*Instructions for the task:* Lay out each line of the material below as a row in a Markdown table, skipping blank lines. Use two columns: "Row" for the line number and "Line" for the line itself.

[Pointing records]
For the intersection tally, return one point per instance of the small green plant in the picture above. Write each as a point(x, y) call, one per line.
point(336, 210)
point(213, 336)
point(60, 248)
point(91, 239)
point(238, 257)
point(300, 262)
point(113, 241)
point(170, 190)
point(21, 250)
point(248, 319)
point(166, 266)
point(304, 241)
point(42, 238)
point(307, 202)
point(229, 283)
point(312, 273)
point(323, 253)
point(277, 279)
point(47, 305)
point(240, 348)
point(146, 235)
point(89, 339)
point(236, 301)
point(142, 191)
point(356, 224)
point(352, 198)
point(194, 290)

*The solution:*
| Row | Line |
|---|---|
| 1 | For the intersection tally, return one point per instance of the small green plant in the picture above. Write each as a point(x, y) call, one per line. |
| 2 | point(336, 210) |
| 3 | point(213, 336) |
| 4 | point(60, 248) |
| 5 | point(91, 239) |
| 6 | point(238, 257) |
| 7 | point(300, 262) |
| 8 | point(113, 241) |
| 9 | point(170, 190) |
| 10 | point(21, 250) |
| 11 | point(248, 319) |
| 12 | point(166, 266) |
| 13 | point(304, 241) |
| 14 | point(42, 238) |
| 15 | point(307, 202) |
| 16 | point(229, 283) |
| 17 | point(312, 273) |
| 18 | point(323, 253) |
| 19 | point(277, 279) |
| 20 | point(47, 305) |
| 21 | point(240, 348) |
| 22 | point(146, 235) |
| 23 | point(89, 339) |
| 24 | point(236, 301) |
| 25 | point(142, 191) |
| 26 | point(356, 224) |
| 27 | point(352, 198) |
| 28 | point(194, 290) |